(Beginning of PAGE EXTRACT)

Study reveals new method to heal wounds without scars
Jan 07, 2017
WASHINGTON: In a breakthrough, researchers have found a way to manipulate wounds to heal as regenerated skin rather than scar tissue by transforming the most common type of cells found in wounds into fat cells.
Fat cells called adipocytes are normally found in the skin, but they are lost when wounds heal as scars. The most common cells found in healing wounds are myofibroblasts, which were thought to only form a scar.
Scar tissue also does not have any hair follicles associated with it, which is another factor that gives it an abnormal appearance from the rest of the skin.
Researchers at the University of Pennsylvania in the US used these characteristics as the basis for their work changing the already present myofibroblasts into fat cells that do not cause scarring.
"Essentially, we can manipulate wound healing so that it leads to skin regeneration rather than scarring," said George Cotsarelis from Penn. "The secret is to regenerate hair follicles first. After that, the fat will regenerate in response to the signals from those follicles," Cotsarelis.
The study showed hair and fat develop separately but not independently. Hair follicles form first and the Cotsarelis lab previously discovered factors necessary for their formation.
Now, they have discovered additional factors actually produced by the regenerating hair follicle to convert the surrounding myofibroblasts to regenerate as fat instead of forming a scar.

(End of PAGE EXTRACT)

> [TASK] According to the scar-healing article, what are the most common cells found in healing wounds?

(Beginning of RECORDED DATA)

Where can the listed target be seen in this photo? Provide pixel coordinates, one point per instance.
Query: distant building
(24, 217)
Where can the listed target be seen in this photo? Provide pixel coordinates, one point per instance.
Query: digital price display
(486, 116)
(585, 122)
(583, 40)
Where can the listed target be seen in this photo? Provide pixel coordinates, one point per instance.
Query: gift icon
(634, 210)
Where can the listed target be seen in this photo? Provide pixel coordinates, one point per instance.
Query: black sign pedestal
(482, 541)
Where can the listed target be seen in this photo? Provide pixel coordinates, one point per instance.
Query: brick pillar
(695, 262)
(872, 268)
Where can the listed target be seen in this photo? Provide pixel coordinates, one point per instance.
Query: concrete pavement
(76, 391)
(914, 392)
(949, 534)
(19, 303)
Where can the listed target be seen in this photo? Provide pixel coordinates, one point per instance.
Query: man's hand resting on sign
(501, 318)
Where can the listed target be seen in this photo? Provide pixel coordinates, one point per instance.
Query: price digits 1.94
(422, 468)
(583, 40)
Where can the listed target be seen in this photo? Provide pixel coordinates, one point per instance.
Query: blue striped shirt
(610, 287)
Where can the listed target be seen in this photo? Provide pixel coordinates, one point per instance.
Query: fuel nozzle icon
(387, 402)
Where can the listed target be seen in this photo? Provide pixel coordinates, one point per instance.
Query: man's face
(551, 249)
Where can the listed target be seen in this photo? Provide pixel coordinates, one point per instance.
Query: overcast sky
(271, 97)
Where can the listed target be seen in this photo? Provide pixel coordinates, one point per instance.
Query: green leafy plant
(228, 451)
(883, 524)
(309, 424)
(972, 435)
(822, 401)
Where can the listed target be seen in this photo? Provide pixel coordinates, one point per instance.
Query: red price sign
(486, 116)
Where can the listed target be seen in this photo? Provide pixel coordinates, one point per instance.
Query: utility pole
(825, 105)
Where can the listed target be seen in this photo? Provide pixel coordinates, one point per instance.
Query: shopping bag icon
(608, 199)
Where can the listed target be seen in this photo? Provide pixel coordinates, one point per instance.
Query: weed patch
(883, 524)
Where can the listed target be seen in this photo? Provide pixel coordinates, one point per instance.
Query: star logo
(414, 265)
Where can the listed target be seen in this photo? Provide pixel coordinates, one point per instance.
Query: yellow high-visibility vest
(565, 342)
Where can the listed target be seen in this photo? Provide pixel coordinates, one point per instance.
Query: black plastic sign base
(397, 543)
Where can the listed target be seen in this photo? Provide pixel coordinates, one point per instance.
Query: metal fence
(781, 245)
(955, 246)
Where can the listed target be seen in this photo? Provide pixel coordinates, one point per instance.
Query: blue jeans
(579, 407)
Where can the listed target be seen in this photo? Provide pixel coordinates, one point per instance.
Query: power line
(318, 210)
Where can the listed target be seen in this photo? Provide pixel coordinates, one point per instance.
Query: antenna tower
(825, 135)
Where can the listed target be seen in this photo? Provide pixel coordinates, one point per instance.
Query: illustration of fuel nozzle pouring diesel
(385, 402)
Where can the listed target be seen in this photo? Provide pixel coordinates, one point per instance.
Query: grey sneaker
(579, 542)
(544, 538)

(End of RECORDED DATA)

> [WRITTEN REPLY] Myofibroblasts are the most common cells found in healing wounds.